One tool is to use is limited choices. You offer two choices - both of which are respectful in the child's view and both of which are acceptable to you.  So then the issue becomes less about a power struggle and more about the child getting to choose.

 

Example:  Do you want to hop like a bunny to the car or gallop like a horse? 

 

Another tool I love is to acknowledge his feelings. So when he doesn't want to leave places, be empathetic and communicate it by saying something like, "You really wish you could stay longer, don't you.  You're having a great time and don't want to leave."

 

Although it's annoying, it's very age appropriate for him to not know how to manage his feelings when he wants to stay and play and his parent says he can't. I'm pretty sure that most of us have carried a kicking, screaming 3 yo. from the park, friend's house, etc.  It's not pleasant at all, but sometimes it's all that we can do when we have to leave.  I'm sure it's even more awful carrying a screaming child when you are pregnant.
________________________________________
WRITTEN REQUEST 1 ->
Reproduce part of the parenting passage word for word, starting with "Another tool I" and going on through "you are pregnant.".
The parenting passage and the listing have no connection to each other.

(Coordinate annotation records)
________________________________________
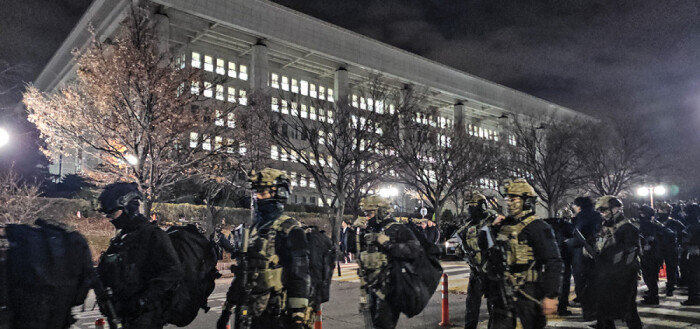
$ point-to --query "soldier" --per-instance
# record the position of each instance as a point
(616, 267)
(670, 250)
(654, 239)
(480, 215)
(534, 265)
(381, 239)
(278, 281)
(140, 264)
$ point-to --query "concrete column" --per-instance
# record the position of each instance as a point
(259, 67)
(341, 85)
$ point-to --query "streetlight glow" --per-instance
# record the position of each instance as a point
(659, 190)
(643, 191)
(388, 192)
(131, 159)
(4, 137)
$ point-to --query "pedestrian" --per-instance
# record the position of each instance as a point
(588, 222)
(140, 265)
(616, 267)
(278, 285)
(533, 262)
(480, 215)
(382, 240)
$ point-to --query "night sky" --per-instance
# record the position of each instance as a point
(628, 58)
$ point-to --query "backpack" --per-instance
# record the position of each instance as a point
(48, 271)
(413, 283)
(198, 258)
(321, 264)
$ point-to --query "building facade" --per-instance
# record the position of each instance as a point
(257, 44)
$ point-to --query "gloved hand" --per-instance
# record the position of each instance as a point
(223, 319)
(382, 239)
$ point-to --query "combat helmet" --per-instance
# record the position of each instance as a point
(273, 179)
(607, 202)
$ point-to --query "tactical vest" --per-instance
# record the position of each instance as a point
(372, 259)
(264, 265)
(519, 255)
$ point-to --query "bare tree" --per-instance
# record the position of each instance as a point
(545, 155)
(19, 202)
(134, 106)
(336, 143)
(616, 155)
(436, 160)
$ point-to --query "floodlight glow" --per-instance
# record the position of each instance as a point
(659, 190)
(643, 191)
(4, 137)
(388, 192)
(131, 159)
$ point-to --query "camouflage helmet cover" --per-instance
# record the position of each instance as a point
(608, 201)
(374, 202)
(519, 187)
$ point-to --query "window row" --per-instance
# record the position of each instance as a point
(218, 65)
(230, 145)
(220, 92)
(485, 133)
(299, 86)
(303, 110)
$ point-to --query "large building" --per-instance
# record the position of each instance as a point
(259, 44)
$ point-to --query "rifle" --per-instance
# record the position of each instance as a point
(497, 266)
(103, 295)
(586, 245)
(243, 319)
(364, 308)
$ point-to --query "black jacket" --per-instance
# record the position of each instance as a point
(141, 266)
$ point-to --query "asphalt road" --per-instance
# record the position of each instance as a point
(342, 312)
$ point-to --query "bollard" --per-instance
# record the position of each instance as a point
(319, 320)
(445, 322)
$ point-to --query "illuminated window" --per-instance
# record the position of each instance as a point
(243, 72)
(242, 97)
(196, 60)
(274, 80)
(304, 87)
(231, 95)
(220, 92)
(321, 92)
(194, 139)
(295, 86)
(232, 120)
(220, 69)
(232, 69)
(208, 63)
(208, 92)
(285, 83)
(219, 119)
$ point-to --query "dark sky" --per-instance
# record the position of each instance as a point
(633, 58)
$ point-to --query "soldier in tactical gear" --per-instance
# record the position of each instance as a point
(655, 238)
(381, 240)
(140, 265)
(480, 215)
(278, 261)
(616, 267)
(534, 265)
(671, 249)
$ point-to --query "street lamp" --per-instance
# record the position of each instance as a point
(650, 190)
(4, 137)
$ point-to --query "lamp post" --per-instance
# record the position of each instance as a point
(650, 190)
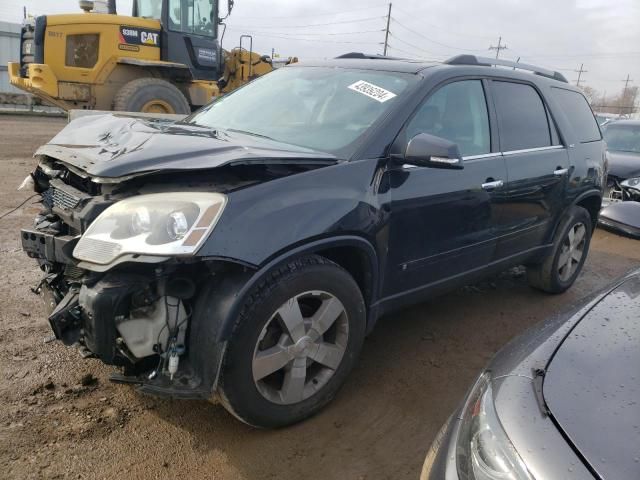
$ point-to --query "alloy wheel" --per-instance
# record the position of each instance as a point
(300, 347)
(572, 251)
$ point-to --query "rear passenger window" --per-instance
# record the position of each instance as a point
(457, 112)
(579, 114)
(522, 116)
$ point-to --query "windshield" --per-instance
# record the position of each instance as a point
(326, 109)
(623, 138)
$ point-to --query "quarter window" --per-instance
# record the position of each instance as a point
(457, 112)
(522, 117)
(579, 114)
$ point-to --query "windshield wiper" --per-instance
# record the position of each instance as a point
(253, 134)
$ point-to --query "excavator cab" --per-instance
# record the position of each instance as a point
(189, 33)
(164, 58)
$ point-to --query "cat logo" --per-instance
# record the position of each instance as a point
(139, 36)
(149, 38)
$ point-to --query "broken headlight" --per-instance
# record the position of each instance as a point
(159, 224)
(484, 452)
(631, 183)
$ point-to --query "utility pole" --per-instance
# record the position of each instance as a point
(498, 48)
(580, 72)
(624, 96)
(386, 34)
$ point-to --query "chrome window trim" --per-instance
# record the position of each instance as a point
(500, 154)
(482, 155)
(537, 149)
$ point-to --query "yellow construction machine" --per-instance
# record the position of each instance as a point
(164, 58)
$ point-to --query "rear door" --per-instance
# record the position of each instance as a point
(537, 168)
(442, 222)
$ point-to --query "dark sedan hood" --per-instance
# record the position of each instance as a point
(592, 385)
(624, 164)
(117, 146)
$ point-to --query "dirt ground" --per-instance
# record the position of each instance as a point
(61, 418)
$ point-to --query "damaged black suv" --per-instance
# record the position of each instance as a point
(243, 253)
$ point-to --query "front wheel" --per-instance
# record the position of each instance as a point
(151, 95)
(298, 336)
(561, 267)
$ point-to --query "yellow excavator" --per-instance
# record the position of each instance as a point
(164, 58)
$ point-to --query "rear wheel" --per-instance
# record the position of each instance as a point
(562, 266)
(297, 337)
(151, 95)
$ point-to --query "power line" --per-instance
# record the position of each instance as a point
(430, 39)
(271, 35)
(413, 55)
(498, 48)
(439, 27)
(580, 72)
(313, 15)
(359, 20)
(313, 34)
(411, 45)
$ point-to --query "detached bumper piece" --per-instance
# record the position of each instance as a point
(622, 217)
(47, 246)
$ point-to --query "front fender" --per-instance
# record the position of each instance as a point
(264, 220)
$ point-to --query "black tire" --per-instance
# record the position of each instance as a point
(143, 93)
(546, 276)
(237, 389)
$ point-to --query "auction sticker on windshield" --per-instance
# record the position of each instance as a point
(372, 91)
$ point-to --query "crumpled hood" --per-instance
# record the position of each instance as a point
(116, 146)
(624, 164)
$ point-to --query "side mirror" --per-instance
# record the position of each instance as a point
(426, 150)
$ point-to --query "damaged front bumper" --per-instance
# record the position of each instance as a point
(141, 315)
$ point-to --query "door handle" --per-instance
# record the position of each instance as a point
(490, 185)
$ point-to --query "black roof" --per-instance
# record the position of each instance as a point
(359, 60)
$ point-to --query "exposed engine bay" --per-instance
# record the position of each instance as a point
(134, 309)
(622, 211)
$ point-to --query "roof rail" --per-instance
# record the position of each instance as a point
(366, 56)
(490, 62)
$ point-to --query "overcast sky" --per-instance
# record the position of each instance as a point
(559, 34)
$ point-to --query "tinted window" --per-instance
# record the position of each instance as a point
(192, 16)
(522, 117)
(457, 112)
(621, 137)
(579, 114)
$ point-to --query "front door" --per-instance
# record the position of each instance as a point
(537, 169)
(442, 222)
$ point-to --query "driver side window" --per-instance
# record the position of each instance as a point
(192, 16)
(457, 112)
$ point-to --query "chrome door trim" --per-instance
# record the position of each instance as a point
(492, 185)
(482, 155)
(537, 149)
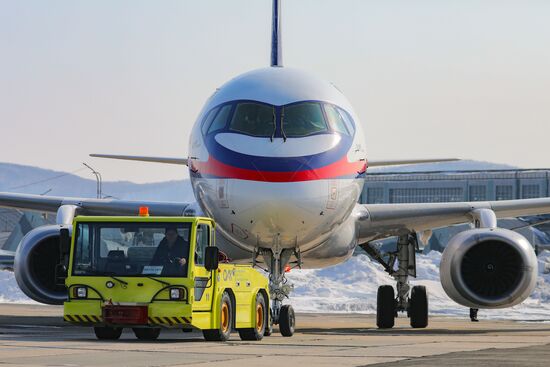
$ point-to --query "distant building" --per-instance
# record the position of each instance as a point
(445, 186)
(435, 187)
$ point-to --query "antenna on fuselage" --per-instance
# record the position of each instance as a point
(276, 54)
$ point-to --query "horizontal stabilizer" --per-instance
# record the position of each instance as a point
(410, 161)
(182, 161)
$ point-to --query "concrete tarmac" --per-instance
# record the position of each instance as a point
(32, 335)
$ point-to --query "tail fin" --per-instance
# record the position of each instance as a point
(276, 54)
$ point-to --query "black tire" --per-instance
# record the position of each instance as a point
(269, 326)
(418, 307)
(385, 307)
(146, 333)
(107, 333)
(287, 320)
(262, 317)
(226, 322)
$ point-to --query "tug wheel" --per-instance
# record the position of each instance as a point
(226, 321)
(146, 334)
(287, 320)
(260, 322)
(107, 333)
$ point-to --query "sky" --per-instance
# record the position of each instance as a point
(428, 78)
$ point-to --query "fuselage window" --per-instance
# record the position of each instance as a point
(348, 120)
(208, 120)
(303, 119)
(335, 120)
(254, 119)
(221, 119)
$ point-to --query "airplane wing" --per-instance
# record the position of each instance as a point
(89, 206)
(182, 161)
(409, 161)
(377, 221)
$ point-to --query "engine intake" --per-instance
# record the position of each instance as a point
(35, 263)
(488, 268)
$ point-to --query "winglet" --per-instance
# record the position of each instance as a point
(165, 160)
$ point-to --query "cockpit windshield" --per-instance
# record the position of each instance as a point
(303, 119)
(254, 119)
(131, 249)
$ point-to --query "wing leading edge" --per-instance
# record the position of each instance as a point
(89, 206)
(383, 220)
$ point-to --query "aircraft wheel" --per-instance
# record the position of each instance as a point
(107, 333)
(385, 307)
(226, 322)
(146, 334)
(261, 317)
(287, 320)
(418, 307)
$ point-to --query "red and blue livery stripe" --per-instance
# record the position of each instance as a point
(226, 163)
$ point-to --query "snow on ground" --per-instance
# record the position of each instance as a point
(351, 287)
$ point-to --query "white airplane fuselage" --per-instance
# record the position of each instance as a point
(279, 186)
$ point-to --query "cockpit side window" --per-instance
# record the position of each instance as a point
(348, 120)
(335, 120)
(253, 119)
(303, 119)
(208, 120)
(221, 119)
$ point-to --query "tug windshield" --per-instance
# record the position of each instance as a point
(131, 249)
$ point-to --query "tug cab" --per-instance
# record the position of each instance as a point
(151, 273)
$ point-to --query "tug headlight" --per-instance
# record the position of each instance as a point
(176, 293)
(80, 292)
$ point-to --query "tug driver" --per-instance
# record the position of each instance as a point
(172, 253)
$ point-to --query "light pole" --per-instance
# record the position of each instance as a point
(98, 179)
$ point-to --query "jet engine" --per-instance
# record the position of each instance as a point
(488, 268)
(39, 264)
________________________________________
WRITTEN REQUEST 2 ->
Count the lines of the listing that contain the string "rear", with case mattering, and reply with the number alone.

CORRECT OUTPUT 1 ->
Another tool I love is to acknowledge his feelings. So when he doesn't want to leave places, be empathetic and communicate it by saying something like, "You really wish you could stay longer, don't you.  You're having a great time and don't want to leave."

 

Although it's annoying, it's very age appropriate for him to not know how to manage his feelings when he wants to stay and play and his parent says he can't. I'm pretty sure that most of us have carried a kicking, screaming 3 yo. from the park, friend's house, etc.  It's not pleasant at all, but sometimes it's all that we can do when we have to leave.  I'm sure it's even more awful carrying a screaming child when you are pregnant.

CORRECT OUTPUT 2 ->
3